Whenever the string "reflection" turns up in a line below, that line should be copied.

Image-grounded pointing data
════════════════
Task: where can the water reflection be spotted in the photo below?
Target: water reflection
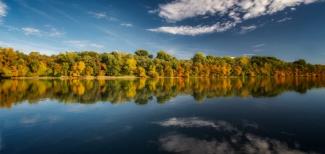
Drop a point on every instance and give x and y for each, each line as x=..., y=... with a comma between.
x=141, y=91
x=233, y=139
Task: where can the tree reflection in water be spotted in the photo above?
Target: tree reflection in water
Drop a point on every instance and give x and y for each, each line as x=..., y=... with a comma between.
x=141, y=91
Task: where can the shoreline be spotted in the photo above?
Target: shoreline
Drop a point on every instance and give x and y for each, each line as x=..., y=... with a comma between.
x=135, y=77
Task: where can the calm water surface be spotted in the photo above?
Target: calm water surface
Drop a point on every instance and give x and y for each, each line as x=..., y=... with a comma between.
x=162, y=116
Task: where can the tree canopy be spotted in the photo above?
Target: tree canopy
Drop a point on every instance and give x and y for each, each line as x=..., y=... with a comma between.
x=142, y=64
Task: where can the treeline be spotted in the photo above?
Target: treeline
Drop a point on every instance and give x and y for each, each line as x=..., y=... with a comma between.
x=142, y=64
x=141, y=91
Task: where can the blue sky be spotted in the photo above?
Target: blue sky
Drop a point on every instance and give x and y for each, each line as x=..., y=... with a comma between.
x=288, y=29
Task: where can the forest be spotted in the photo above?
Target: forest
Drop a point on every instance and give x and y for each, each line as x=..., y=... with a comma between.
x=142, y=90
x=145, y=65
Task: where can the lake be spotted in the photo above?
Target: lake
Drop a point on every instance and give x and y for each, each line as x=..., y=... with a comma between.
x=167, y=115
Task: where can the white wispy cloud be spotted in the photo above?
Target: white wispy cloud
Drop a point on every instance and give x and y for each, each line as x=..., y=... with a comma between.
x=31, y=31
x=195, y=30
x=82, y=44
x=126, y=24
x=235, y=11
x=246, y=29
x=3, y=9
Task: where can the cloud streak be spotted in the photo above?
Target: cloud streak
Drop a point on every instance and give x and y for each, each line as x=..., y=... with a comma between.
x=82, y=44
x=195, y=30
x=234, y=11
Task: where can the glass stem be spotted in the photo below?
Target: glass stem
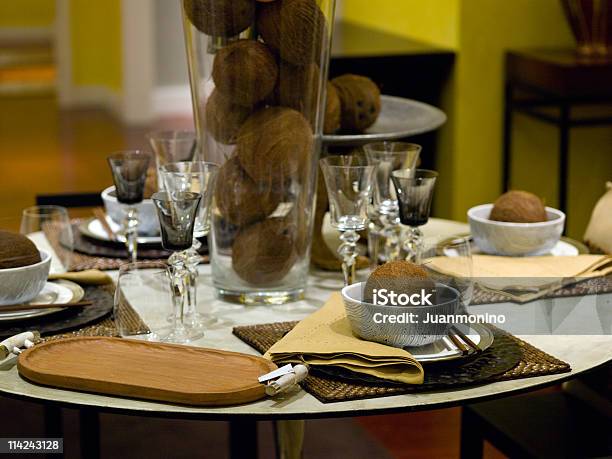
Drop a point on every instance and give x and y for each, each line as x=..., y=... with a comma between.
x=413, y=245
x=348, y=252
x=130, y=225
x=391, y=233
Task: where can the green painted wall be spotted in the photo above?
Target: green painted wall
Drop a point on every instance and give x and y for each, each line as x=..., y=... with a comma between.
x=96, y=43
x=27, y=13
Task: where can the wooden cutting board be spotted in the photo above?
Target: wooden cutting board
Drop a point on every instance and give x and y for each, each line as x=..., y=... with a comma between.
x=152, y=371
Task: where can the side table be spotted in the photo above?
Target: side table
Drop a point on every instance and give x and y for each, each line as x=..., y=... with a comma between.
x=539, y=80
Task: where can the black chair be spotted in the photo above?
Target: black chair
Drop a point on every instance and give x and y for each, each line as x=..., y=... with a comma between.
x=545, y=425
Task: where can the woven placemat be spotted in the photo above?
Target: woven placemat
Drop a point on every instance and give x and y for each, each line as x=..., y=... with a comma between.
x=528, y=362
x=82, y=261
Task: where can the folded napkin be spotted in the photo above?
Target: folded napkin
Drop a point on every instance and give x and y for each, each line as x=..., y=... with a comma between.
x=87, y=277
x=524, y=278
x=325, y=338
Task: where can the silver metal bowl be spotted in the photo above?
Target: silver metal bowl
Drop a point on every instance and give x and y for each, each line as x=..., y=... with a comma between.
x=416, y=330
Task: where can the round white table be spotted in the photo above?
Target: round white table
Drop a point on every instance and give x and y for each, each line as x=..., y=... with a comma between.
x=583, y=353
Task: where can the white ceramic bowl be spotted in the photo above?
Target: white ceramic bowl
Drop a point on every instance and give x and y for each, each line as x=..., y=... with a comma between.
x=20, y=285
x=364, y=316
x=515, y=239
x=149, y=224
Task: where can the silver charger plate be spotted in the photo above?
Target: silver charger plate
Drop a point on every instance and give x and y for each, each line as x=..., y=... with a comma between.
x=56, y=292
x=398, y=118
x=93, y=229
x=444, y=350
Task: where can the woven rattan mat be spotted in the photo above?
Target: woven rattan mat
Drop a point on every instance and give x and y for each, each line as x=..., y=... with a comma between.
x=529, y=362
x=82, y=261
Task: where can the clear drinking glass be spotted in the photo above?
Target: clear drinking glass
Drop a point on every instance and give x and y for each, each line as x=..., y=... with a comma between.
════════════════
● **Solution**
Task: where can the water reflection be spotted in the photo below?
Target: water reflection
Task: where can the tree reflection in water be spotted in the photo above?
Target: tree reflection in water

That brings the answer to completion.